■ Job ■
Copy out every line of the material below word for word, changing nothing.

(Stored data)
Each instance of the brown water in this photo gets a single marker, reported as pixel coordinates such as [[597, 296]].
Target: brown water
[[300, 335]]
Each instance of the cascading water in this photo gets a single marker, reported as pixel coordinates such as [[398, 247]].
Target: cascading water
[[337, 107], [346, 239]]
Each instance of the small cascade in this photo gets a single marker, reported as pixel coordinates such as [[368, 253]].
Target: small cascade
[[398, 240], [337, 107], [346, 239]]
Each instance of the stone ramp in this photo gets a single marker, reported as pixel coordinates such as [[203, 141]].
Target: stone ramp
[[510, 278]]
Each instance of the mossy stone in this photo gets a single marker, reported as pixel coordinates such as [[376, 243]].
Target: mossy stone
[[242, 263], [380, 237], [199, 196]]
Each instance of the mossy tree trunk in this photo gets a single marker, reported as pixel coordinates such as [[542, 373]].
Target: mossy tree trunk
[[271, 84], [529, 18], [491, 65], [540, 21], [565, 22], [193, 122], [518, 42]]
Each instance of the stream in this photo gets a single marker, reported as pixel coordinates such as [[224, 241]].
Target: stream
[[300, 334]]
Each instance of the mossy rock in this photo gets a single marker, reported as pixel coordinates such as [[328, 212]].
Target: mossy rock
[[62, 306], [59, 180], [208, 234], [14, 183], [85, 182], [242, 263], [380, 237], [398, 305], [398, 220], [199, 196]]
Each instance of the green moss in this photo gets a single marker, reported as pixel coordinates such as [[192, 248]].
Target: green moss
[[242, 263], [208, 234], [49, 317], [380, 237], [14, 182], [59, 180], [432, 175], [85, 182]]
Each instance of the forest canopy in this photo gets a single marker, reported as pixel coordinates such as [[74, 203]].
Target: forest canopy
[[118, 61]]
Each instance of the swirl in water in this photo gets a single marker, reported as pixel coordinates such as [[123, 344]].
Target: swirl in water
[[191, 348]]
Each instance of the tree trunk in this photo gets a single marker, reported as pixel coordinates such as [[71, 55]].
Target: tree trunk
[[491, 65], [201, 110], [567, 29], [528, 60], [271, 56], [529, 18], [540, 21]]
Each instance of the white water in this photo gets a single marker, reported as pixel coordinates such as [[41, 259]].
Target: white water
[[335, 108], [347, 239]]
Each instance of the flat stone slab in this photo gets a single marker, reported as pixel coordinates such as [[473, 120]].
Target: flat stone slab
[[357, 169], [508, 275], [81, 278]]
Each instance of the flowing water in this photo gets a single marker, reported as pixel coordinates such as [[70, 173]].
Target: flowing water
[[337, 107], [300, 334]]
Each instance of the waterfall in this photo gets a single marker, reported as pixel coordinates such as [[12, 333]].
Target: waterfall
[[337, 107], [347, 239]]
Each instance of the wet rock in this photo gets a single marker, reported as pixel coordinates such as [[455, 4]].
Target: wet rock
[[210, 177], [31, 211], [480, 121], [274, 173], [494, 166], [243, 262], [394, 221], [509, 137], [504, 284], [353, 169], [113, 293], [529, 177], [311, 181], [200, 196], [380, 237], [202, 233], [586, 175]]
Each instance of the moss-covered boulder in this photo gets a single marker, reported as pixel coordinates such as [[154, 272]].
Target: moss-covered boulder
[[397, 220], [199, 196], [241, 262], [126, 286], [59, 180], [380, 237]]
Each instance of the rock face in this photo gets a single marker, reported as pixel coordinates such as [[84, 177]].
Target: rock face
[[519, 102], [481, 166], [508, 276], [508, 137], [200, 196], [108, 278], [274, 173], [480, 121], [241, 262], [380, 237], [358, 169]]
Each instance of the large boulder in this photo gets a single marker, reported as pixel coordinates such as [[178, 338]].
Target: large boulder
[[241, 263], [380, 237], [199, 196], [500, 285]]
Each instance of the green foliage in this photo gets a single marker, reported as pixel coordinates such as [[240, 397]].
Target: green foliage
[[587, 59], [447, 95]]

■ Solution for this exercise ■
Each instance of the brown water in this photo gets a single marker, reported as pixel coordinates such as [[597, 296]].
Target: brown water
[[300, 335]]
Each instance of the cascading water in this photo gets a single marker, reported as pixel coordinates such as [[398, 247]].
Target: cascading water
[[337, 107], [346, 239]]
Each instance of the small cascade in this photo gets a single marker, reported as pixel coordinates such as [[368, 253]].
Target: small cascade
[[398, 240], [337, 107], [346, 239]]
Each instance of the stone ramp in this photo gets a single marker, reported as pixel coordinates such as [[203, 141]].
Target: stone ramp
[[510, 278]]
Each instance of the mossy stone in this photo gets a single marker, reported as pixel coordinates such as [[376, 243]].
Target: mossy stone
[[242, 263], [380, 237], [199, 196]]
Each instance of the mossy tree trunk in this photo gets a single marker, reported as pixel coordinates such as [[542, 373]].
Target: mossy tree trunk
[[271, 84], [529, 18], [491, 65], [540, 21], [565, 22], [193, 122], [518, 42]]
Each instance of the stream in this photo gets a single marker, reported as pixel coordinates such as [[224, 241]].
Target: stream
[[300, 334]]
Each instance of the mossy rock in this photo gets a single marker, reported as pixel coordinates such as [[328, 212]].
Target: mossy rock
[[62, 306], [59, 180], [208, 234], [14, 183], [85, 182], [242, 263], [380, 237], [398, 305], [398, 220], [199, 196]]
Each instance of the green moss in this photo gets a single marker, reported as pixel coordinates such as [[192, 248]].
Target: green moss
[[242, 263], [208, 234], [49, 317], [380, 237], [14, 182], [59, 180], [432, 175], [85, 182]]
Each instance of the forest canopy in this photo gets a single marker, reported as pixel coordinates such as [[74, 203]].
Target: forest canopy
[[118, 61]]
Each instance of the swirl in water in this photo gets a single marker, reported as pixel coordinates such as [[123, 344]].
Target: swirl in water
[[191, 348]]
Each instance of the tree trunk in this photo gets a single marker, reported as pixel coordinates such as [[71, 55]].
Target: tree trunk
[[491, 65], [201, 110], [567, 29], [528, 60], [271, 56], [529, 18], [540, 21]]
Each instance of the white water in this photo gets a single marker, reported as pixel coordinates such as [[41, 259]].
Target: white water
[[335, 108], [347, 239]]
Each instance of the flat stone slab in this photo gets a single marker, reported as pixel coordinates such as [[473, 120]].
Target: flat stone slab
[[357, 169], [508, 275], [81, 278]]
Each instance of the flowing water in this photo gets a single marker, reported as pixel coordinates such as [[70, 173]].
Target: flowing water
[[337, 107], [300, 334]]
Each instance of the waterfall in this photo gets a single marker, reported as pixel coordinates such as [[12, 333]].
Target: waterfall
[[337, 107], [347, 239]]
Each instance of the wet rock in this photo gets a single marker, reported as pixel coordinates such as [[455, 4]].
Target: wet rock
[[210, 177], [31, 211], [480, 121], [274, 173], [494, 166], [243, 262], [394, 221], [509, 137], [504, 284], [353, 169], [113, 293], [529, 177], [311, 181], [200, 196], [380, 237], [202, 233], [586, 175]]
Each instance of the moss-covered boulder in this photo gets a single marker, reported as pixel coordinates such as [[154, 272]].
Target: moss-covered boulder
[[397, 220], [199, 196], [241, 262], [126, 286], [59, 180], [380, 237]]
Each instance of the rock face in this photo gets a single marker, reported as pixel coordinates such as [[84, 177]].
Target: rock face
[[519, 102], [481, 166], [508, 276], [508, 137], [200, 196], [108, 278], [274, 173], [480, 121], [241, 262], [380, 237], [358, 169]]
Each instance of the large boulder in this photo gets a single marker, reported as pixel coordinates such as [[178, 338]].
Target: large boulder
[[241, 263], [380, 237], [199, 196], [500, 285]]
Each instance of the green foliage in this photo gets a single marker, reported as pixel coordinates such as [[240, 397]].
Target: green foliage
[[587, 59], [447, 95]]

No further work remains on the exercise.